■ Ziel der Aufgabe
Wandle in den folgenden Einträgen den Abschnitt von der Zeile mit „Kindly provide the mask of every instance of the beige“ bis einschließlich der Zeile mit „117 141 L 116“ in eine nummerierte Liste um. Leerzeilen werden dabei weggelassen.

■ Vorliegende Einträge
--*--

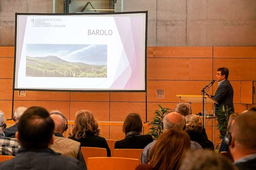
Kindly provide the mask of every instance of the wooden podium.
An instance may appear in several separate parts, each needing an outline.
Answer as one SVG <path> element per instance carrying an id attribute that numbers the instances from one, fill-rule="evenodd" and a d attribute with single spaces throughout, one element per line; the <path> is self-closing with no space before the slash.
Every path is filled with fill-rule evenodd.
<path id="1" fill-rule="evenodd" d="M 192 103 L 203 104 L 203 96 L 202 95 L 177 95 L 176 96 L 180 98 L 179 102 L 180 103 L 180 100 L 182 100 L 187 103 L 189 103 L 190 104 Z M 205 113 L 206 111 L 206 105 L 207 104 L 218 104 L 218 102 L 216 100 L 211 98 L 208 96 L 204 96 L 204 107 L 203 107 L 204 108 L 204 110 L 202 110 L 202 118 L 203 119 L 203 122 L 204 123 L 204 126 L 205 128 L 206 121 L 205 121 Z M 191 107 L 191 106 L 190 106 Z M 215 107 L 215 105 L 214 105 Z M 215 110 L 215 108 L 214 110 Z"/>

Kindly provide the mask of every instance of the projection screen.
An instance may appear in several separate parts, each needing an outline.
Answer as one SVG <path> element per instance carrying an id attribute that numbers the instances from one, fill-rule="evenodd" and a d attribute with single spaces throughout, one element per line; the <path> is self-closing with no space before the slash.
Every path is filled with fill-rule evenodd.
<path id="1" fill-rule="evenodd" d="M 147 12 L 16 13 L 14 90 L 146 92 Z"/>

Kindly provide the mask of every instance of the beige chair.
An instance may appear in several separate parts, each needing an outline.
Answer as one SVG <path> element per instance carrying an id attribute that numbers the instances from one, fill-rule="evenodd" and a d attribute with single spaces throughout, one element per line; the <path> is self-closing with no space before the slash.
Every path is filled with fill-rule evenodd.
<path id="1" fill-rule="evenodd" d="M 134 170 L 140 164 L 137 159 L 117 157 L 88 158 L 88 170 Z"/>
<path id="2" fill-rule="evenodd" d="M 114 151 L 115 157 L 133 158 L 140 160 L 140 155 L 143 150 L 140 149 L 115 149 Z"/>
<path id="3" fill-rule="evenodd" d="M 12 156 L 0 155 L 0 162 L 12 159 L 14 157 Z"/>
<path id="4" fill-rule="evenodd" d="M 117 141 L 116 140 L 106 139 L 107 143 L 111 152 L 111 156 L 114 156 L 114 150 L 115 149 L 115 143 Z"/>
<path id="5" fill-rule="evenodd" d="M 87 164 L 87 159 L 92 157 L 107 157 L 107 150 L 106 148 L 93 147 L 81 147 L 82 152 L 85 162 Z"/>

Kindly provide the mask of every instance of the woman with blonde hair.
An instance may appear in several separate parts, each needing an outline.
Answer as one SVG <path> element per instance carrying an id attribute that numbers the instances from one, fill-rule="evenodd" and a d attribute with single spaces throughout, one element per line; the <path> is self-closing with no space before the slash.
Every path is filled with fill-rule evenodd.
<path id="1" fill-rule="evenodd" d="M 194 114 L 185 117 L 186 119 L 186 131 L 190 140 L 198 143 L 203 149 L 214 150 L 213 143 L 204 135 L 202 135 L 204 125 L 202 118 Z"/>
<path id="2" fill-rule="evenodd" d="M 186 152 L 190 150 L 190 143 L 185 132 L 165 130 L 150 153 L 149 164 L 141 164 L 136 169 L 178 170 Z"/>
<path id="3" fill-rule="evenodd" d="M 82 110 L 76 113 L 72 133 L 69 138 L 81 143 L 81 147 L 106 148 L 108 156 L 111 156 L 110 150 L 105 138 L 100 136 L 97 120 L 89 111 Z"/>

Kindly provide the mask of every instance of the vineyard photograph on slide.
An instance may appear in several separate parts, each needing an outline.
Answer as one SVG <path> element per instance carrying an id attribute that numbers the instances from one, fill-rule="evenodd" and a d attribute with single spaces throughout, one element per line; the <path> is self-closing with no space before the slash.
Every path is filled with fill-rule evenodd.
<path id="1" fill-rule="evenodd" d="M 27 77 L 107 77 L 107 45 L 27 44 Z"/>

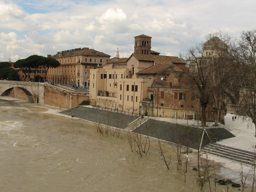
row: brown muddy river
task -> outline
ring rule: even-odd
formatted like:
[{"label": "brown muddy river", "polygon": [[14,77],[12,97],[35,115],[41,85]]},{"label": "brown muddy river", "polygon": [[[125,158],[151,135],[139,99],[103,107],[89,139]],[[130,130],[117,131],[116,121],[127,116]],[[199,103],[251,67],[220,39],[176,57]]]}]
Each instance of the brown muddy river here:
[{"label": "brown muddy river", "polygon": [[156,145],[141,157],[124,134],[101,137],[92,123],[2,105],[0,191],[200,191],[196,172],[189,168],[184,183],[175,161],[167,169]]}]

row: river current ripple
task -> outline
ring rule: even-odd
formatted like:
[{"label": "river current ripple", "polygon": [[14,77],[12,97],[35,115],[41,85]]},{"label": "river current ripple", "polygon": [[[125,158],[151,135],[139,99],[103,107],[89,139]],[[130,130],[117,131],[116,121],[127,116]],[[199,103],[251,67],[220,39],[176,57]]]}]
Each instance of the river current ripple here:
[{"label": "river current ripple", "polygon": [[199,191],[168,170],[156,147],[141,157],[124,134],[101,137],[93,124],[0,107],[0,191]]}]

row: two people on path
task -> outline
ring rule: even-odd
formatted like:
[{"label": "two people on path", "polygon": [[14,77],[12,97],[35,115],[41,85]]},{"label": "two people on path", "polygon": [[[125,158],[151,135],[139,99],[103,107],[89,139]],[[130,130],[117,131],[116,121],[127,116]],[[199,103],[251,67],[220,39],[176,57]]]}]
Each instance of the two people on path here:
[{"label": "two people on path", "polygon": [[234,116],[232,116],[232,121],[236,121],[236,116],[235,116],[235,117],[234,117]]}]

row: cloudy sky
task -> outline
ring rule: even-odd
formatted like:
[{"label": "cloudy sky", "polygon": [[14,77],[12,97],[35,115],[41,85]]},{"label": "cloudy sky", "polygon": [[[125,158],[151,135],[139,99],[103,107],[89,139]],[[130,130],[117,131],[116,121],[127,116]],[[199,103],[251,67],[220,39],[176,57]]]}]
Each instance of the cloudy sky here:
[{"label": "cloudy sky", "polygon": [[254,0],[0,0],[0,61],[89,47],[113,57],[151,50],[178,56],[219,30],[239,37],[256,28]]}]

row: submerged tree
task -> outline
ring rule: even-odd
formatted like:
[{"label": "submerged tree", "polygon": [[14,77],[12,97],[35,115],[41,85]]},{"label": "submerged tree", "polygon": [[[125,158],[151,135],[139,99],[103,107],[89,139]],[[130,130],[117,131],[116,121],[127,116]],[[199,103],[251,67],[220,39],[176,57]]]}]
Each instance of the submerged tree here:
[{"label": "submerged tree", "polygon": [[209,98],[209,76],[210,68],[204,59],[204,44],[192,47],[186,55],[181,55],[189,67],[186,73],[188,84],[193,86],[195,97],[200,101],[201,107],[201,126],[206,126],[206,107]]}]

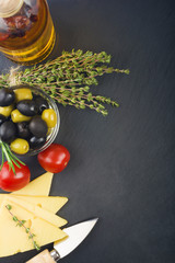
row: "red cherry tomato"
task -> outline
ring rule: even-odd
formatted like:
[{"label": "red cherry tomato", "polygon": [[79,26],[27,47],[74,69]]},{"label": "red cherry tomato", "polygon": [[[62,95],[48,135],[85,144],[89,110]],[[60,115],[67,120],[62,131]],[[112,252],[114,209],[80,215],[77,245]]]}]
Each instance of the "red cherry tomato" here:
[{"label": "red cherry tomato", "polygon": [[[14,164],[14,163],[13,163]],[[12,192],[23,188],[30,183],[31,172],[26,165],[19,163],[21,168],[14,164],[15,174],[9,169],[8,161],[3,163],[0,171],[0,187],[4,191]]]},{"label": "red cherry tomato", "polygon": [[2,33],[2,32],[0,32],[0,42],[1,42],[1,41],[5,41],[8,37],[9,37],[9,34],[8,34],[8,33]]},{"label": "red cherry tomato", "polygon": [[52,144],[39,152],[37,159],[47,172],[59,173],[68,165],[70,153],[66,147]]}]

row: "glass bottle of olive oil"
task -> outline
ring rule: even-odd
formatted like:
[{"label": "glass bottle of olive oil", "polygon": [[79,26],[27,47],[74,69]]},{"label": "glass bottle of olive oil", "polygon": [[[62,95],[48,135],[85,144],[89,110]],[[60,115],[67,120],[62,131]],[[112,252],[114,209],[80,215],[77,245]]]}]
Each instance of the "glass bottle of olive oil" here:
[{"label": "glass bottle of olive oil", "polygon": [[22,65],[39,62],[55,41],[46,0],[0,0],[0,52],[8,58]]}]

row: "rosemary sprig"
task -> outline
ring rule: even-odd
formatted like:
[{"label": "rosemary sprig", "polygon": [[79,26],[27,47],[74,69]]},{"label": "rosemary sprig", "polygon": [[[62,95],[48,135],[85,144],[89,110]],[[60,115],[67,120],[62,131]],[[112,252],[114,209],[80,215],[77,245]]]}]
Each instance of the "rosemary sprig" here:
[{"label": "rosemary sprig", "polygon": [[23,164],[25,165],[24,162],[22,162],[16,156],[14,156],[9,147],[8,144],[3,142],[2,140],[0,140],[0,148],[1,148],[1,151],[2,151],[2,162],[1,162],[1,165],[0,165],[0,171],[3,167],[3,163],[4,163],[4,157],[9,163],[9,169],[14,172],[15,174],[15,168],[14,168],[14,164],[20,168],[20,164]]},{"label": "rosemary sprig", "polygon": [[34,240],[34,237],[36,237],[34,233],[31,232],[31,229],[25,227],[25,220],[20,220],[16,216],[13,215],[12,210],[12,206],[11,205],[7,205],[5,208],[8,209],[8,211],[10,213],[10,215],[12,216],[13,221],[16,222],[16,227],[23,227],[25,229],[25,232],[28,235],[28,239],[32,240],[34,249],[36,250],[40,250],[40,247],[36,243],[36,241]]},{"label": "rosemary sprig", "polygon": [[[38,85],[55,101],[63,106],[92,108],[107,115],[104,104],[118,107],[119,104],[110,98],[94,95],[90,92],[92,85],[97,85],[97,77],[105,73],[129,73],[128,69],[108,67],[110,55],[105,52],[92,53],[82,50],[62,52],[62,55],[44,65],[15,72],[16,84]],[[0,76],[0,88],[10,85],[10,75]]]}]

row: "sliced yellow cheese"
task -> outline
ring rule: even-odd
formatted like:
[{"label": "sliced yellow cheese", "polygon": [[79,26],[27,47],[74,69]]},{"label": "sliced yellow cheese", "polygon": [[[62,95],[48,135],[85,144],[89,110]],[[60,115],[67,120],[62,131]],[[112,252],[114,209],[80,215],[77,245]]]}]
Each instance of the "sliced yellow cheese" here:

--*--

■ Lösung
1. Kindly provide the mask of every instance of the beige chair.
2. An instance may appear in several separate parts, each needing an outline.
3. Answer as one SVG <path> element per instance carrying an id attribute that numbers the instances from one, fill-rule="evenodd" and a d attribute with single spaces throughout, one element per line; the <path> is self-closing with no space before the slash.
4. Every path is filled with fill-rule evenodd.
5. <path id="1" fill-rule="evenodd" d="M 134 170 L 140 164 L 137 159 L 117 157 L 88 158 L 88 170 Z"/>
6. <path id="2" fill-rule="evenodd" d="M 114 151 L 115 157 L 133 158 L 140 160 L 140 155 L 143 150 L 140 149 L 115 149 Z"/>
7. <path id="3" fill-rule="evenodd" d="M 12 156 L 0 155 L 0 162 L 12 159 L 14 157 Z"/>
8. <path id="4" fill-rule="evenodd" d="M 117 141 L 116 140 L 106 139 L 107 143 L 111 152 L 111 156 L 114 156 L 114 150 L 115 149 L 115 143 Z"/>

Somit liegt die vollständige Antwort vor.